-- Opening Marker --

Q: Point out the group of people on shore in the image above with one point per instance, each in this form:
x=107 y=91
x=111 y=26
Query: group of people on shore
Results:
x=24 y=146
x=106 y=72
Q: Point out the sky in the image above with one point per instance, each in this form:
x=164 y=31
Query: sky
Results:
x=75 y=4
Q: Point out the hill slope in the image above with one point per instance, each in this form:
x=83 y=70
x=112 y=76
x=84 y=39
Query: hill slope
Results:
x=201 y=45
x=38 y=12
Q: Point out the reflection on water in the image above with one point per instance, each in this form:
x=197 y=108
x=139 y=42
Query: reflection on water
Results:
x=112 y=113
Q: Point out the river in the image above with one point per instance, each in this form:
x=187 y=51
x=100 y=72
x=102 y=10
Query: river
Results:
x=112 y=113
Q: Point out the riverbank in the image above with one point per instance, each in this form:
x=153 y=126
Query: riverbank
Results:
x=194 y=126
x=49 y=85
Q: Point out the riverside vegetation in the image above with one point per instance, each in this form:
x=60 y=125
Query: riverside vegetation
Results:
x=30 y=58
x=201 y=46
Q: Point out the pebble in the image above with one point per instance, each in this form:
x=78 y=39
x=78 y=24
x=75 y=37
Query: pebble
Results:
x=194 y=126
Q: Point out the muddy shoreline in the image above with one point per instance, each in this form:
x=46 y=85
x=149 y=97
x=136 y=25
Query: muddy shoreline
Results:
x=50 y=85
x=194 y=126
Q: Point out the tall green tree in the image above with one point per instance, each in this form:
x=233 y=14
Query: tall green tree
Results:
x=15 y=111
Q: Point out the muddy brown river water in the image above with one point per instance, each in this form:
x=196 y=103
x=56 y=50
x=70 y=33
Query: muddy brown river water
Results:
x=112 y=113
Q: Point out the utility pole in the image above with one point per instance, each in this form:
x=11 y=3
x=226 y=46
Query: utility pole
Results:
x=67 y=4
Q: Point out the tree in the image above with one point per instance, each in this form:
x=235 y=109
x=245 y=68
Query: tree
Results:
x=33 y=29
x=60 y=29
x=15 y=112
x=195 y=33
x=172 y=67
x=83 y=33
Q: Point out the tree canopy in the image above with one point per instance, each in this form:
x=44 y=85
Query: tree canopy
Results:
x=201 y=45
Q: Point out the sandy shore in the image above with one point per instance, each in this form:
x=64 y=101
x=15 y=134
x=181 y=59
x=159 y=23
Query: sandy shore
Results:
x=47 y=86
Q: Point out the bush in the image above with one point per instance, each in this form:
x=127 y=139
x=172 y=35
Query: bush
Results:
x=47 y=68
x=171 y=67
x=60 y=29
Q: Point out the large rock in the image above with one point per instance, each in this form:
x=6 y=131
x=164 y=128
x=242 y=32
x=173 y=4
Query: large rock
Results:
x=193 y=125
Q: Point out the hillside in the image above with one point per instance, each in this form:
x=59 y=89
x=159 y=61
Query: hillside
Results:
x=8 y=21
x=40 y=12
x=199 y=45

-- Closing Marker --
-- Opening Marker --

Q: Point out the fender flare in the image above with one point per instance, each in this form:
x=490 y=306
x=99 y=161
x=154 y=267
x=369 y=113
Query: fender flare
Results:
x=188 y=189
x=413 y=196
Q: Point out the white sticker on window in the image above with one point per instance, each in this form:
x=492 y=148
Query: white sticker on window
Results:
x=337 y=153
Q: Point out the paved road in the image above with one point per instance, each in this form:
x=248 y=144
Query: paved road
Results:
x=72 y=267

-- Closing Marker --
-- Opening Marker --

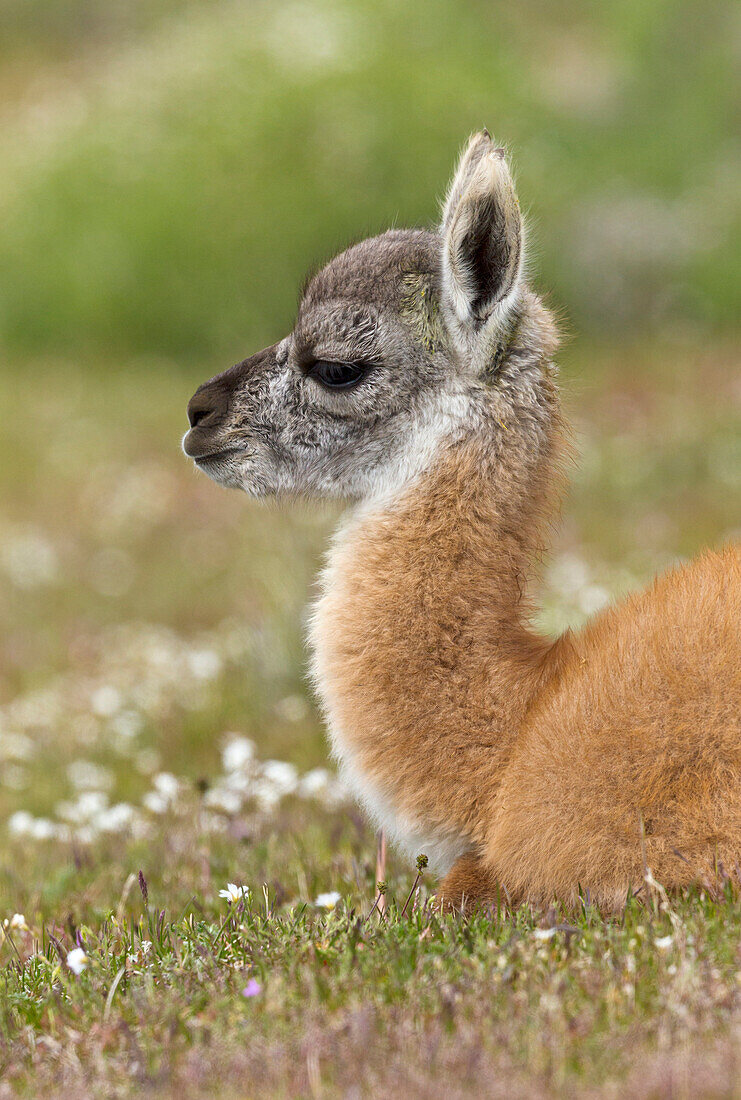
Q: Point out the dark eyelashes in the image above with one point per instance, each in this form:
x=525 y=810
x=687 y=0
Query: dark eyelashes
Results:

-- Closing Marker --

Problem> From the listing above, the lines starting with the one that has "x=153 y=126" and running through the one that has "Query: tall green tree" should be copied exactly, ends included.

Exercise answer>
x=153 y=126
Query: riverbank
Results:
x=194 y=126
x=49 y=85
Q: Point out the riverside vegetation in the image above with one point per instance, each in this form:
x=60 y=125
Query: riverside vegetation
Results:
x=30 y=58
x=201 y=46
Q: Point out the pebble in the image above with one point per instance, each in this form:
x=78 y=39
x=78 y=24
x=75 y=37
Query: pebble
Results:
x=194 y=126
Q: Point out the muddy shoreline in the image above with one point per instance, each in this form:
x=46 y=85
x=149 y=97
x=136 y=25
Query: muddy shoreline
Results:
x=50 y=85
x=194 y=126
Q: Point out the tall green tree in the image above with one point per instance, each in this form:
x=233 y=14
Query: tall green tree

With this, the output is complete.